START Given text
It should be noted that the hydrocarbon phase (i.e. kerosene fraction) contributes to the accumulation of hydrogen peroxide (Fig.11) in the reaction medium. This is due to the higher solubility of oxygen in the kerosene fraction compared to in aqueous medium [34], which increases the rate of non-catalytic oxidation of sulfide sulfur by oxygen (Fig.13). In other words, kerosene fraction carries the catalyst and concurrently, enriches oxygen in the reaction solution.
While studying the change of the stilbenequinone concentration in the saturated solution of oxygen (Fig.14), it is found that during the course of the catalytic reaction, the stilbenequinone concentration decreases to the lowest level and it increases only if the sodium sulfide has reached the point of complete exhaustion. This implies that the rate of sulfide sulfur oxidation by stilbenequinone is higher than that of catalyst regeneration and that the catalyst regeneration is the rate-limiting step in the catalytic oxidation of sodium sulfide in the presence of stilbenequinone.
In general, the role of stilbenequinone in the catalytic oxidation of inorganic sulfide is to create a new and efficient way of transferring electrons from the reducing agent (i.e. sulfide sulfur) to the oxidants (oxygen and its active forms) (Scheme 3).
Based on the presented data, it is likely to summarize the mechanism of the catalytic oxidation of sulfide sulfur to thiosulfate by the following reactions.
Na2S + H2O = NaHS + NaOH (9)
4С30H42O2 + 2NaHS + 3H2O → 4С30H44O2 + Na2S2O3 (10)
С30H44O2 + O2 □(→┴(OH¯) ) С30H42O2 + H2O2 (11)
In aqueous media, sodium sulfide is hydrolyzed to sodium hydrosulfide as shown in reaction (9). In reaction (10), sodium hydrosulfide in aqueous medium is oxidized by stilbenequinone (С30H42O2) to sodium thiosulfate and the reduction of stilbenequinone to diphenylethylene (С30H44O2). According to reaction (11), the stilbenequinone regeneration occurs by the oxidation of diphenylethylene with oxygen in an alkaline medium.
The experiments on the sulfur-alkaline waste of the petrochemical company SIBUR — KSTOVO Ltd. shown in Figure 15 have proved the likeliness of using stilbenequinone as a catalyst in industrial wastewater treatment. The effluent was completely degraded after thirty-five minutes of treatment in the presence of stilbenequinone-based catalyst. In contrast, the residue of sulfide in the effluent was 240 mg L-1 after 75 minutes of non-catalytic oxidation whereas the acceptable level of sulfide in wastewater is lower than 25 mg L-1.
END Given text
START Entries shown
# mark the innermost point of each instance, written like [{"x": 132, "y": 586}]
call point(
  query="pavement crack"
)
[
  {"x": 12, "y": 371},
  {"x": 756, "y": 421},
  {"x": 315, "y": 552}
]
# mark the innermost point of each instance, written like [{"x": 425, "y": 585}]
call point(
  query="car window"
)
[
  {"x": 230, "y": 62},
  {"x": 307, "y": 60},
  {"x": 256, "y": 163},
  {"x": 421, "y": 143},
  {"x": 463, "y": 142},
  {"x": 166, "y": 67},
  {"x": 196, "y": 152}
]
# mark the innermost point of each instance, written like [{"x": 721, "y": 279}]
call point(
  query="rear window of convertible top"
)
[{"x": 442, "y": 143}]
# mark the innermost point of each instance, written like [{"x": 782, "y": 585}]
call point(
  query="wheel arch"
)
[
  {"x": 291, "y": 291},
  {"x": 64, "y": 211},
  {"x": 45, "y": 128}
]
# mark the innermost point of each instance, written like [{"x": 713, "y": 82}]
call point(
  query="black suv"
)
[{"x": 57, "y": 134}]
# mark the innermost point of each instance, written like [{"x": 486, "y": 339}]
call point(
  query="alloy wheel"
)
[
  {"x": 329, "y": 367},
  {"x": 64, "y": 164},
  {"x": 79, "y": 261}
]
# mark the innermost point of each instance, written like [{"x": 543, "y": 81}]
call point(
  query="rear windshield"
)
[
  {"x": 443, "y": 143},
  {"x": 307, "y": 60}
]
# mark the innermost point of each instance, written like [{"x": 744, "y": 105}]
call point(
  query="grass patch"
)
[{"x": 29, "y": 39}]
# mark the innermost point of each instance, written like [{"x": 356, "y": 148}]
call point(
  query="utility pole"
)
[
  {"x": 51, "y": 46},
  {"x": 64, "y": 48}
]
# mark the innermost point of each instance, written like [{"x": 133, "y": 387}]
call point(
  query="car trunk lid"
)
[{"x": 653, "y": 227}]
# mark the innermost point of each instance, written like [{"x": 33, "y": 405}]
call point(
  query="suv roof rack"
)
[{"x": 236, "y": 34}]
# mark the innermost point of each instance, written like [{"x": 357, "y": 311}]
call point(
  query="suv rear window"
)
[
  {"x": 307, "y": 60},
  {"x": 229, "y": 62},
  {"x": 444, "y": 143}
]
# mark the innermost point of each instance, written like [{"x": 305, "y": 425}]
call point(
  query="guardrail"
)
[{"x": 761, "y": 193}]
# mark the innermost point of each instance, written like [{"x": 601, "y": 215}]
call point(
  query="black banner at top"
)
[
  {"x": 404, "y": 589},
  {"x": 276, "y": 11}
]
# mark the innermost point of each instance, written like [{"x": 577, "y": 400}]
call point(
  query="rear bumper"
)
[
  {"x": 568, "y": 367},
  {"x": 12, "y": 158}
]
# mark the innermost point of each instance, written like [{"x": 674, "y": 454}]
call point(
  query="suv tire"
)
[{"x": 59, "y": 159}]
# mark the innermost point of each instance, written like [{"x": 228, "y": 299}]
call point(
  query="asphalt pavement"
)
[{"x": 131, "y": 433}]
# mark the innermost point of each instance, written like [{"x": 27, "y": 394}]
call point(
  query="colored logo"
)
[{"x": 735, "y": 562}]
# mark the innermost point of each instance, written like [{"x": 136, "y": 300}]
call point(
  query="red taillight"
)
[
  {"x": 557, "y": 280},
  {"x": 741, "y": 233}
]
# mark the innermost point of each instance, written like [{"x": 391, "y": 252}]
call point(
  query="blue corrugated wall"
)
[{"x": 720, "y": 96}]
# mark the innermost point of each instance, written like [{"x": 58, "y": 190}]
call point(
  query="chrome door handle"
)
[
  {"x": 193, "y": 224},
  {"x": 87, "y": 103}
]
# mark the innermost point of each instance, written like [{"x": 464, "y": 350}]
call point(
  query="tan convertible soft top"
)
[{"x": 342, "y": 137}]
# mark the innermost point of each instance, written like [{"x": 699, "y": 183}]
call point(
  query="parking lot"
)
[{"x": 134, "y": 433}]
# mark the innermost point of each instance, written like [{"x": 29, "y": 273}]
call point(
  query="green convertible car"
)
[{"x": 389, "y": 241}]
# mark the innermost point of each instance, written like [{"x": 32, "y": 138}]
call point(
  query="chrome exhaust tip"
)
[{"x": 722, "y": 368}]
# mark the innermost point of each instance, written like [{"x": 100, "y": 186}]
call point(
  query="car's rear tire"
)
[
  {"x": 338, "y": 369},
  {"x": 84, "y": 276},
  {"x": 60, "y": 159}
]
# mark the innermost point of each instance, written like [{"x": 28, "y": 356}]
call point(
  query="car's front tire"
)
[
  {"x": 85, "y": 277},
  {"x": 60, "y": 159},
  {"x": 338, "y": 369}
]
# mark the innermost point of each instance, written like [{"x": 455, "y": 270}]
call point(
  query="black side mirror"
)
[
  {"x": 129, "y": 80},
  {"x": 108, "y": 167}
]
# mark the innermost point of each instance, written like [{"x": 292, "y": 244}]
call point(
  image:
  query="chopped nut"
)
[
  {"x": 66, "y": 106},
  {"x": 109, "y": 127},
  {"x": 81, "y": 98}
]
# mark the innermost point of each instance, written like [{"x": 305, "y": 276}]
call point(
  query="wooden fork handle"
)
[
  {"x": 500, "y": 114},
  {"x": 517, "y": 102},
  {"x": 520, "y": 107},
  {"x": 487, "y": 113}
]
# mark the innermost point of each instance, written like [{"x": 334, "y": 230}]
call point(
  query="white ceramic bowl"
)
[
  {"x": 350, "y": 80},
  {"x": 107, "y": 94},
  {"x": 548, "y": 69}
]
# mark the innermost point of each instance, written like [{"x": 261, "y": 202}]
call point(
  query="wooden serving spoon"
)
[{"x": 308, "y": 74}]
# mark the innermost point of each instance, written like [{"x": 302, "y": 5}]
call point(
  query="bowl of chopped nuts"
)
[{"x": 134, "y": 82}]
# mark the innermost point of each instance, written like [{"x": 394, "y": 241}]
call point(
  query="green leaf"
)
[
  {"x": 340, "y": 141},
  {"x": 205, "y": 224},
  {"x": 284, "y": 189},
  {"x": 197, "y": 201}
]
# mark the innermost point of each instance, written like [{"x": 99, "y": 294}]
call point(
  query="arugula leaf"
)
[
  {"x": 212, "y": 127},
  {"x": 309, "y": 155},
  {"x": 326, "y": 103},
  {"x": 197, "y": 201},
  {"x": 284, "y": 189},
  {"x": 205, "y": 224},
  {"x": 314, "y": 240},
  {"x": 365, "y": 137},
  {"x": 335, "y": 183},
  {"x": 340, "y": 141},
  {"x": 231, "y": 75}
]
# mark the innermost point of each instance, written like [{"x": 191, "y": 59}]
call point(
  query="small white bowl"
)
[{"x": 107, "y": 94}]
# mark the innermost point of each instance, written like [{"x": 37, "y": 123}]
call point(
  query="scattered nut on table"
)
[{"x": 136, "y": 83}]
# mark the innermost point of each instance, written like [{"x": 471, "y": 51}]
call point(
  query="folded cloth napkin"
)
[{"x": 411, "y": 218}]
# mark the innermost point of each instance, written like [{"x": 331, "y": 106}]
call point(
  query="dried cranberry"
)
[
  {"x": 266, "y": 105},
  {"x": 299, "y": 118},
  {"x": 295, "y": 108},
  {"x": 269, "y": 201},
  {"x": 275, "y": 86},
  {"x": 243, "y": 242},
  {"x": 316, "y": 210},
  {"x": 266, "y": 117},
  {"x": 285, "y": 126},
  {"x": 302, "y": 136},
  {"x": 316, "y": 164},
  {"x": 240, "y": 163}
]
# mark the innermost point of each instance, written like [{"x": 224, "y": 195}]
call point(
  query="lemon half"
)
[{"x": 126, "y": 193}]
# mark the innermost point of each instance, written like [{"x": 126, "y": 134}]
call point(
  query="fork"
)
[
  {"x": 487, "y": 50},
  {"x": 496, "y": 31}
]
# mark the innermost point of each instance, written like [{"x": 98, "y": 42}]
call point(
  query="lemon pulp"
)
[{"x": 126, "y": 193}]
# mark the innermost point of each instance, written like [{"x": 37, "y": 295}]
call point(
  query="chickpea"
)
END Entries shown
START Entries shown
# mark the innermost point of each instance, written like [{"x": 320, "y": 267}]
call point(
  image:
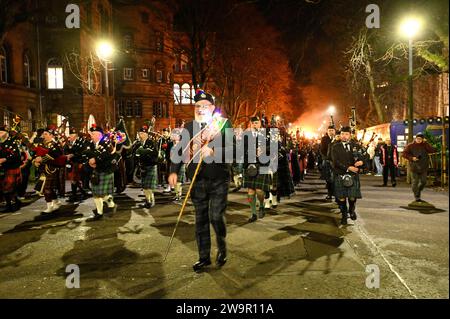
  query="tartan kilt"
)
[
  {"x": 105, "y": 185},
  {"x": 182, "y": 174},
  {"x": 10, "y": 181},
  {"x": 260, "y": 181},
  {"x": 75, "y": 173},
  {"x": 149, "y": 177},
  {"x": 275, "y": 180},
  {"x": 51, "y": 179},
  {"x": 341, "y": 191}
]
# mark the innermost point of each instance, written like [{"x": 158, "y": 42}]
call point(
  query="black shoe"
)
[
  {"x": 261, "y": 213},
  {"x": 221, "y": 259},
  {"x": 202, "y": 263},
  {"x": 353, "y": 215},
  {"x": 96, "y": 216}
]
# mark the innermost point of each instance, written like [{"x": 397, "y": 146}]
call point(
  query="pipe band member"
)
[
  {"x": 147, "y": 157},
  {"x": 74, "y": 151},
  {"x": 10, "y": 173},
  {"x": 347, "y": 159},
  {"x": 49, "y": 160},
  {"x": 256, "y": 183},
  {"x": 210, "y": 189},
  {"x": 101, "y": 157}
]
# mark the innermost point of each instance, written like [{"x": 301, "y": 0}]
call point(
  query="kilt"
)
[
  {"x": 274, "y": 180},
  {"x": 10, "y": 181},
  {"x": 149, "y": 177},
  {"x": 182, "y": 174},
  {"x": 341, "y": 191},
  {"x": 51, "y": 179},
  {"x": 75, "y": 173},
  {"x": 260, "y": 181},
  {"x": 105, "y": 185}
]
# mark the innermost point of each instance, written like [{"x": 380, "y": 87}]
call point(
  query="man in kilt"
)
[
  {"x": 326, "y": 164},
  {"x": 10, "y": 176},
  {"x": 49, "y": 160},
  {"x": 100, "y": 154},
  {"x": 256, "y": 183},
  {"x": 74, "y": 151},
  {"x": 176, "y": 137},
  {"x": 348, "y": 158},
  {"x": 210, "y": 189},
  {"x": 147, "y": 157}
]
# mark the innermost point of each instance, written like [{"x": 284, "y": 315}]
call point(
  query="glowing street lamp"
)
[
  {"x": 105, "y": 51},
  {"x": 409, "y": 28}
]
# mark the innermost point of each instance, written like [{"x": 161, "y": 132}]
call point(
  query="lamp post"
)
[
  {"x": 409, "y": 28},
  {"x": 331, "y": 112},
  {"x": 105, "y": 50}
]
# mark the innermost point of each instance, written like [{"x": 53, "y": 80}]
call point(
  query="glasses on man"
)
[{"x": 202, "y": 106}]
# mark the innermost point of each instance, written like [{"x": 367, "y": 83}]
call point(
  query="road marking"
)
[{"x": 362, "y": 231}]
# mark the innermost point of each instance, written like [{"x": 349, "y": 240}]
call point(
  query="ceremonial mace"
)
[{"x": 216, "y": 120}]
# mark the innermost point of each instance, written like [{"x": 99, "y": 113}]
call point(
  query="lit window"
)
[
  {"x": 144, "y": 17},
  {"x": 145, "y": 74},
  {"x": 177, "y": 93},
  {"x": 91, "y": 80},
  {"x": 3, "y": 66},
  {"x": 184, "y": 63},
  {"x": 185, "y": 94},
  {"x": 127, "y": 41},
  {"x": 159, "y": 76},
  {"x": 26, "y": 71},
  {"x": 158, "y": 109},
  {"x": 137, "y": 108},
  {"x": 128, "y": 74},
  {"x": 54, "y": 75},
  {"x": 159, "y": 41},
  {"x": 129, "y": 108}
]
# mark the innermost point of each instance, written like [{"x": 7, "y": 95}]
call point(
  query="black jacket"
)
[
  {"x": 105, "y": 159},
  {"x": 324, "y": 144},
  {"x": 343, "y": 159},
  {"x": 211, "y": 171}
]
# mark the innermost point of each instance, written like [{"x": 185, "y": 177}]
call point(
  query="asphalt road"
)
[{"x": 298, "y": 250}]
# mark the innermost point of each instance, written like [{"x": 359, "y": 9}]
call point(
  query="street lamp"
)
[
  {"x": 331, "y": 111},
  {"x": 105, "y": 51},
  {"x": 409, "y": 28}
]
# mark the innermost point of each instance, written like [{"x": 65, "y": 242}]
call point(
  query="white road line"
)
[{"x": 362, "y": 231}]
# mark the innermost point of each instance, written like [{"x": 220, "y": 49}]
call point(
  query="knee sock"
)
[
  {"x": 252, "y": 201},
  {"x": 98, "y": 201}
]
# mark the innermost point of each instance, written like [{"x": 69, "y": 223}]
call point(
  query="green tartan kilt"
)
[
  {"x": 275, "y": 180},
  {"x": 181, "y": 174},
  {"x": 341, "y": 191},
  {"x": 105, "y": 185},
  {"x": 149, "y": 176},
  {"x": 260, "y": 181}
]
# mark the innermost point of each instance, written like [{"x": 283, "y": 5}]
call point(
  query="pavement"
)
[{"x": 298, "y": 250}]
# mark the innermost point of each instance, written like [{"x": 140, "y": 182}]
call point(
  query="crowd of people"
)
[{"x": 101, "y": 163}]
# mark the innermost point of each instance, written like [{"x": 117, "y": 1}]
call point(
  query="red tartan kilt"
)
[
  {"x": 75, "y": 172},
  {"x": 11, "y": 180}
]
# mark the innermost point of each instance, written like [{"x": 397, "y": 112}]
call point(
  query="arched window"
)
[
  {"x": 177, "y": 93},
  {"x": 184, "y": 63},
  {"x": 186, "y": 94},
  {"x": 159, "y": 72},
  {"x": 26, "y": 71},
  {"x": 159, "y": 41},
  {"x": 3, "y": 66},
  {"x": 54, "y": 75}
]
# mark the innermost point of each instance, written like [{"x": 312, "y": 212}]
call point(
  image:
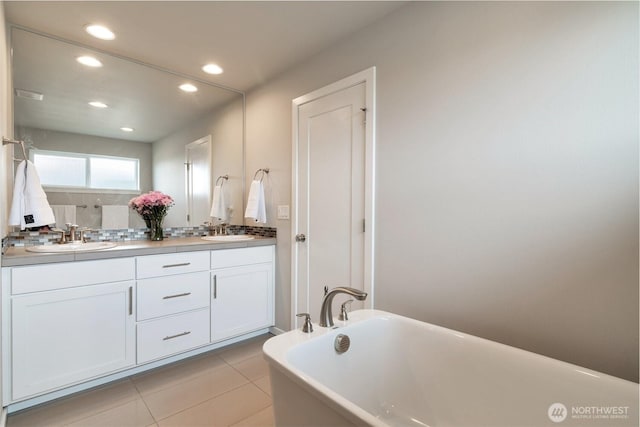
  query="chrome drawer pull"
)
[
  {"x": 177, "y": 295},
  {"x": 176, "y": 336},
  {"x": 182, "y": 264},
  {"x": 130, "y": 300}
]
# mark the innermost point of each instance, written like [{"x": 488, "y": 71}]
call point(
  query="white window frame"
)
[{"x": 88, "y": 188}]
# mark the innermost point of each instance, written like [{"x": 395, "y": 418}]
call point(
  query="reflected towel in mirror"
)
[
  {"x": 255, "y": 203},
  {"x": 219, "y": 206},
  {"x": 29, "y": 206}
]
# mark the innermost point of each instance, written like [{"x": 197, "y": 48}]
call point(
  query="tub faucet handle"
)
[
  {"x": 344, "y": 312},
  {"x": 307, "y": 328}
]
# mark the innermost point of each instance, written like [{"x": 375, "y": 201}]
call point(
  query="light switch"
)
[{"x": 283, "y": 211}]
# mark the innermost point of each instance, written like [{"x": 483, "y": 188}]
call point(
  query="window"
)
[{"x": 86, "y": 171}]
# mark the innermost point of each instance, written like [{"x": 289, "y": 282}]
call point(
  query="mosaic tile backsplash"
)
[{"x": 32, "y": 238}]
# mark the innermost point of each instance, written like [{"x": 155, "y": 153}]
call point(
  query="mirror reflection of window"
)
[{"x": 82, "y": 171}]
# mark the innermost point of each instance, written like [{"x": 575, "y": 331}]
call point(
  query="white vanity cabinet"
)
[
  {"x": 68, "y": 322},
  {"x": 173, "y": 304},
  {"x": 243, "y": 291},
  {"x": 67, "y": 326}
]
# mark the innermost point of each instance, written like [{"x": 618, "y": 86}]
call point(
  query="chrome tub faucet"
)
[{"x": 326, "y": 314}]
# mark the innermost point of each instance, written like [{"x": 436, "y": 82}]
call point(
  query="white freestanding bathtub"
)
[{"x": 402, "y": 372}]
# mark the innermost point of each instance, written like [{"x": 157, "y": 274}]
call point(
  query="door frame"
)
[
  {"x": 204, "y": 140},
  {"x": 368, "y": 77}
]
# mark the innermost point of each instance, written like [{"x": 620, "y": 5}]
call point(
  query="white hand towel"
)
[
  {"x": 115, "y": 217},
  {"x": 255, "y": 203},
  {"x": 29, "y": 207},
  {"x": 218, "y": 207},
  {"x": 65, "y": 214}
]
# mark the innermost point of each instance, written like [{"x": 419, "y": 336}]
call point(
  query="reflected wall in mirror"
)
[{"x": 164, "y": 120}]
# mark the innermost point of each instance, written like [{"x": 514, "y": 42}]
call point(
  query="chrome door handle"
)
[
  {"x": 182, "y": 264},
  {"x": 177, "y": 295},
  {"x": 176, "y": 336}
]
END Entries shown
START Entries shown
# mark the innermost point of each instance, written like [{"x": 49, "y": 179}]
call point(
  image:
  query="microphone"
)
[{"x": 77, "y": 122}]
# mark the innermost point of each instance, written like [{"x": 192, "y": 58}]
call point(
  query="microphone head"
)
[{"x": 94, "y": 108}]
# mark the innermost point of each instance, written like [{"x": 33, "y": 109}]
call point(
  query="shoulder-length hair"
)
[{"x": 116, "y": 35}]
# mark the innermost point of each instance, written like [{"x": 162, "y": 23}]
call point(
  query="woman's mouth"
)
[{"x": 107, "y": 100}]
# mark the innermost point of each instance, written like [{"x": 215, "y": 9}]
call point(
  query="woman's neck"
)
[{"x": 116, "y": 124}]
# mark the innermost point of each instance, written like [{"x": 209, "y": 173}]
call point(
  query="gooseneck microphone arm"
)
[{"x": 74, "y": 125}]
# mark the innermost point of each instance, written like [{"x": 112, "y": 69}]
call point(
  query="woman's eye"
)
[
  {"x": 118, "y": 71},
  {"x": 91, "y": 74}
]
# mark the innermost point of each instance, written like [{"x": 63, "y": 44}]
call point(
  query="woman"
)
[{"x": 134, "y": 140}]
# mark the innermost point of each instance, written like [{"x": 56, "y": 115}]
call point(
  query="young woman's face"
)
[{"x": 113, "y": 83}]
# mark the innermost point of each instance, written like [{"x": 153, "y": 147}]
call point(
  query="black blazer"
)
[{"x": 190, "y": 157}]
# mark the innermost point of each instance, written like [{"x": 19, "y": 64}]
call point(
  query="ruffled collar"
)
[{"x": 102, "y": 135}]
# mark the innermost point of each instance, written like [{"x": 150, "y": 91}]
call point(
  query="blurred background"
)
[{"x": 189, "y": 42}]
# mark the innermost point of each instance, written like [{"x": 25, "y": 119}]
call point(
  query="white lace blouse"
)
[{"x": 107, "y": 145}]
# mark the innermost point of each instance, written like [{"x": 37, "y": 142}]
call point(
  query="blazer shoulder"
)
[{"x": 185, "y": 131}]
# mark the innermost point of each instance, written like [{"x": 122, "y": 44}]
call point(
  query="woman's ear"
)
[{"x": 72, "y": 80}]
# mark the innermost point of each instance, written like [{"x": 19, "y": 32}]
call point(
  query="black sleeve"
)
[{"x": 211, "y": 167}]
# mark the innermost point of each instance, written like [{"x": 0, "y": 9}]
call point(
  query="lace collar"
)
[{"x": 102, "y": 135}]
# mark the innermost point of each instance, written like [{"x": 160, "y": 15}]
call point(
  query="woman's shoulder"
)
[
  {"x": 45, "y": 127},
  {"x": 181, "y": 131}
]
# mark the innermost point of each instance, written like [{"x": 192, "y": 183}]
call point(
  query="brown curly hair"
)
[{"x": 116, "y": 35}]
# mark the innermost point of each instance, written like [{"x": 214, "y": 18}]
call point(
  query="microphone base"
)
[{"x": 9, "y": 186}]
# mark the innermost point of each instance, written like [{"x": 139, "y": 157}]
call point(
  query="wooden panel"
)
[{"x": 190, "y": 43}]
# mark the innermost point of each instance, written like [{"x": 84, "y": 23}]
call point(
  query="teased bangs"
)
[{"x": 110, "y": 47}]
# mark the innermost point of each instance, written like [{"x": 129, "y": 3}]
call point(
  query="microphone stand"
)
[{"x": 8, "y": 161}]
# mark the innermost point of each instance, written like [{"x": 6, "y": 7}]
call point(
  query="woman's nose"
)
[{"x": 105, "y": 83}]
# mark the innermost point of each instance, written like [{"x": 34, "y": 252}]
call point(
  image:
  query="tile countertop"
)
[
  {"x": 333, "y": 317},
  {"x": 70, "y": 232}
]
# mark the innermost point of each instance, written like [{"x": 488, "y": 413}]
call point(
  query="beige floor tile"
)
END Entries shown
* **Assignment**
Please write out the text on sulfide oxidation word for word, starting at "While studying the" and ending at "presence of stilbenequinone.". The records are separate material, unrelated to the text on sulfide oxidation.

* **Your solution**
While studying the change of the stilbenequinone concentration in the saturated solution of oxygen (Fig.14), it is found that during the course of the catalytic reaction, the stilbenequinone concentration decreases to the lowest level and it increases only if the sodium sulfide has reached the point of complete exhaustion. This implies that the rate of sulfide sulfur oxidation by stilbenequinone is higher than that of catalyst regeneration and that the catalyst regeneration is the rate-limiting step in the catalytic oxidation of sodium sulfide in the presence of stilbenequinone.